REQUIRED ACTION:
Each record that follows is to be reproduced character for character, pictures excepted.

+-------+

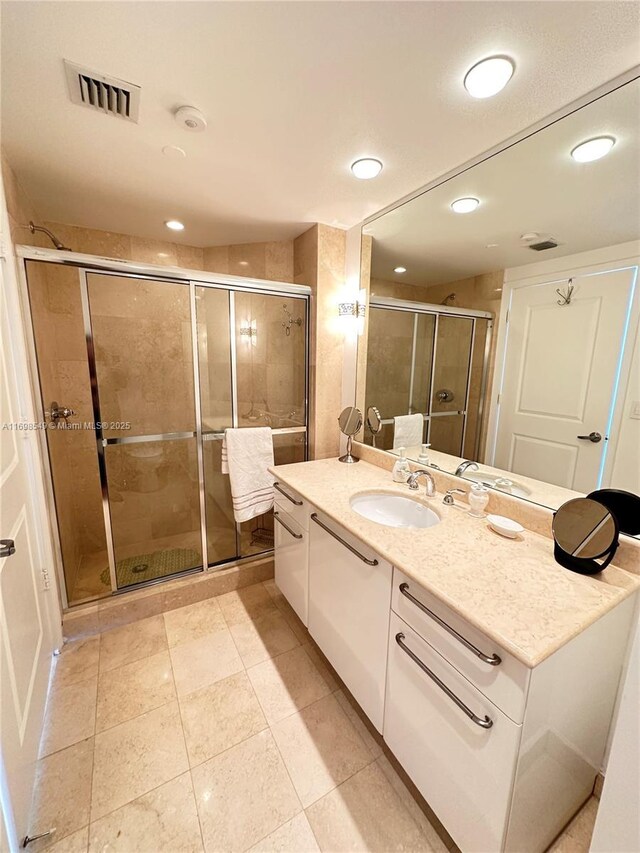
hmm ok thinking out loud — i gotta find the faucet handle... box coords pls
[443,488,467,505]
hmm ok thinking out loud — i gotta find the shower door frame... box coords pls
[367,296,493,458]
[16,246,311,608]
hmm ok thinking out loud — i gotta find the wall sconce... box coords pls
[338,290,367,335]
[240,319,257,346]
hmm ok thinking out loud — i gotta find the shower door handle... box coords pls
[577,432,602,443]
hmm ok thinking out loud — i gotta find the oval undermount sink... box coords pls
[350,493,440,529]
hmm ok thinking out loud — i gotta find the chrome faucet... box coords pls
[443,488,467,505]
[407,469,436,497]
[455,460,479,477]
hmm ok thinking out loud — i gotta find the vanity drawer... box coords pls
[391,569,529,723]
[273,480,309,529]
[274,503,308,625]
[384,613,521,853]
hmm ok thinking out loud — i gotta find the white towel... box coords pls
[393,414,423,450]
[221,427,275,523]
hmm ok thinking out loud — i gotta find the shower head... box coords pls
[28,222,71,251]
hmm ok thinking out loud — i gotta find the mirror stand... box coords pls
[339,434,358,464]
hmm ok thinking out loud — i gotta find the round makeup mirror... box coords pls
[338,406,363,464]
[366,406,382,434]
[552,497,619,574]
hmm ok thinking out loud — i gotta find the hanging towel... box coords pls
[393,413,423,450]
[221,427,275,523]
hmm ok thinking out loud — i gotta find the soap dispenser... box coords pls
[392,448,411,483]
[418,443,431,465]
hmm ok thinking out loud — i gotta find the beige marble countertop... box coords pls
[270,458,639,669]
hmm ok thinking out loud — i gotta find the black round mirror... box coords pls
[366,406,382,435]
[338,406,363,437]
[552,497,619,574]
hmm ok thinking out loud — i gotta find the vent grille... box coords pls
[529,239,559,252]
[64,60,140,122]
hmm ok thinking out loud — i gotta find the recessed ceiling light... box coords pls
[570,136,616,163]
[351,158,383,179]
[165,220,184,231]
[238,261,249,267]
[451,197,480,214]
[394,266,407,274]
[464,56,514,99]
[485,243,499,248]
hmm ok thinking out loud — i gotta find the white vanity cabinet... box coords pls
[307,508,392,731]
[271,477,637,853]
[273,481,309,625]
[385,612,521,853]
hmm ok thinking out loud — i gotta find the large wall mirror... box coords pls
[355,75,639,524]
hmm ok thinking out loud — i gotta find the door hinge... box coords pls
[41,567,51,591]
[497,393,501,405]
[505,310,509,325]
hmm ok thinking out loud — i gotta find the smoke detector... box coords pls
[64,60,140,122]
[520,232,540,243]
[174,105,207,132]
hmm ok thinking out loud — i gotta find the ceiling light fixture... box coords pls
[351,158,383,179]
[570,136,616,163]
[165,219,184,231]
[464,56,514,99]
[451,197,480,214]
[394,266,407,274]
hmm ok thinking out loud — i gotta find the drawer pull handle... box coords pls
[310,513,378,566]
[395,633,493,729]
[274,511,303,540]
[274,482,303,506]
[399,583,501,667]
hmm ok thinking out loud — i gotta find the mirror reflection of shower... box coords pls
[282,302,302,336]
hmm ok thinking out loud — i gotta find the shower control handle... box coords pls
[577,431,602,443]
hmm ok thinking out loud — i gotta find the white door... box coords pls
[1,191,59,847]
[494,268,635,492]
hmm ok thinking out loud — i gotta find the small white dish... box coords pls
[487,514,524,539]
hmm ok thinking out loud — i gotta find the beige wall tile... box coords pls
[45,827,89,853]
[129,237,178,266]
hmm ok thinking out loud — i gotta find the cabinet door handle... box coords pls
[274,511,303,540]
[395,633,493,729]
[310,513,378,566]
[399,583,501,667]
[274,482,303,506]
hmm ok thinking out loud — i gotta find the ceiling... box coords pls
[2,1,639,247]
[367,78,640,287]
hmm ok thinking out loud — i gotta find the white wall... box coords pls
[610,321,640,495]
[590,616,640,853]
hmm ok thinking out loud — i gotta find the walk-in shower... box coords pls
[21,252,310,607]
[361,296,492,460]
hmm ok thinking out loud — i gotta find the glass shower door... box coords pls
[86,273,204,589]
[429,315,474,457]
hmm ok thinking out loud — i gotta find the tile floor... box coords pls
[30,579,598,853]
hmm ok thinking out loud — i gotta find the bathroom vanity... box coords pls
[271,458,639,853]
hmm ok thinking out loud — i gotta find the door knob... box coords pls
[0,539,16,558]
[577,432,602,443]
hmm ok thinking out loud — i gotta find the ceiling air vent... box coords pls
[64,60,140,123]
[529,238,559,252]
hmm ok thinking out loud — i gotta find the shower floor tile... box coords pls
[29,580,598,852]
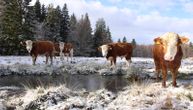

+-------+

WRITTEN RESPONSE:
hmm ok thinking out loud — i gotta find the faucet handle... box coords pls
[443,488,467,505]
hmm ok thinking out loud — i gotta find the shower door frame... box coords pls
[367,296,493,458]
[16,246,311,608]
hmm ok thinking out loud — i gotta find the wall sconce... box coords pls
[338,290,367,335]
[240,319,257,346]
hmm ok thinking out loud — i gotta find the shower door handle... box coords pls
[577,432,602,443]
hmm ok thinking out loud — i gotta find the oval undermount sink... box coords pls
[350,493,440,529]
hmm ok thinking out loud — i gotta find the chrome faucet... box coords pls
[443,488,467,505]
[407,469,436,497]
[455,460,479,477]
hmm ok thinking out loud — i gotta find the vanity drawer... box coords pls
[391,569,529,723]
[273,480,309,529]
[274,503,308,625]
[384,613,521,853]
hmm ok thinking out loud — i gotta find the white towel... box coords pls
[393,414,423,450]
[221,427,275,523]
hmm ok thinking out loud — i gotta find the shower head... box coords pls
[28,222,71,251]
hmm ok thinking out loud — i gotta find the mirror stand... box coords pls
[339,434,358,464]
hmm ok thinking out loud — i gotta find the round makeup mirror... box coords pls
[338,406,363,464]
[366,406,382,434]
[552,497,619,574]
hmm ok thinking out loud — i gotta find the hanging towel... box coords pls
[393,413,423,450]
[221,427,275,523]
hmm ok thinking out loud — i gotta find the soap dispenser... box coords pls
[392,448,411,483]
[418,443,431,465]
hmm ok thinking out loud — i gotta find the beige marble countertop... box coords pls
[270,458,639,669]
hmm ok thinking out loud — i gotta find the black round mirror... box coords pls
[366,406,382,435]
[338,406,363,437]
[552,497,619,574]
hmm ok thinking out loud — i gotta find the vent grille... box coords pls
[529,239,559,252]
[64,60,140,122]
hmm ok thinking out loud — i gotta find the recessed ceiling light... box coords pls
[570,136,616,163]
[351,158,383,179]
[165,220,184,231]
[238,261,249,267]
[451,197,480,214]
[394,266,407,274]
[464,56,514,99]
[485,243,499,248]
hmm ok thinking out loud — i gotta find the white vanity cabinet... box coords pls
[307,508,392,731]
[271,477,637,853]
[273,481,309,625]
[385,612,521,853]
hmm ok thinking out loud — i gotta find the large wall mirror... box coords pls
[355,75,639,524]
hmm ok thinking out loud — i gotta find the door hinge... box coords pls
[41,567,51,591]
[497,393,501,405]
[505,310,509,325]
hmm ok thinking out loud — i gotta find the smoke detector... box coords pls
[64,60,140,122]
[520,232,540,243]
[174,105,207,132]
hmm ok thinking out loud — i gotta find the ceiling light fixture... box coords pls
[351,158,383,179]
[570,136,616,163]
[165,219,184,231]
[464,56,514,99]
[451,197,480,214]
[394,266,407,274]
hmm ok thinking out loud — i gotta find the drawer pull handle... box coords pls
[310,513,378,566]
[395,633,493,729]
[274,511,303,540]
[274,482,303,506]
[399,583,501,667]
hmm ok thinking out loud — i gotta find the mirror reflection of shower... box coords pls
[282,302,302,336]
hmm ok thinking out loud — i gotta find the shower control handle... box coords pls
[577,431,602,443]
hmm ok thinking out loud — i gotta find the white door... box coords pls
[1,191,59,847]
[494,268,635,492]
hmm ok thinking out loud — i gotta find the small white dish... box coords pls
[487,514,524,539]
hmm ok thinking out loud — i gotta find the beige wall tile... box coords pls
[45,827,89,853]
[129,237,178,266]
hmm ok thinking out loud — i gotta find the cabinet door handle... box coords pls
[274,511,303,540]
[395,633,493,729]
[310,513,378,566]
[399,583,501,667]
[274,482,303,506]
hmm ok thinking out loud — i gotta find the ceiling... box coords pls
[2,1,639,247]
[367,78,640,287]
hmm ok thinking out loud — i gotta find the white wall... box coords pls
[610,321,640,495]
[590,616,640,853]
hmm ok thinking out loud — i gotta find the walk-in shower... box coords pls
[21,252,310,607]
[361,296,492,460]
hmm ok thinking out loud — i gotta find the glass shower door... box coords pls
[86,273,204,589]
[429,315,474,457]
hmm ok thinking out loud — i gotta find the tile floor... box coords pls
[30,579,598,853]
hmm ok thinking out loud — i gotta find the bathroom vanity... box coords pls
[271,458,639,853]
hmm ok thinking out loud — i gotta find the door knob... box coords pls
[0,539,16,558]
[577,432,602,443]
hmm ok thinking out loud — i gotta find the ceiling air vent... box coords pls
[64,60,140,123]
[529,238,559,252]
hmm ok thinking out loud — i gotta find the shower floor tile... box coords pls
[29,580,598,852]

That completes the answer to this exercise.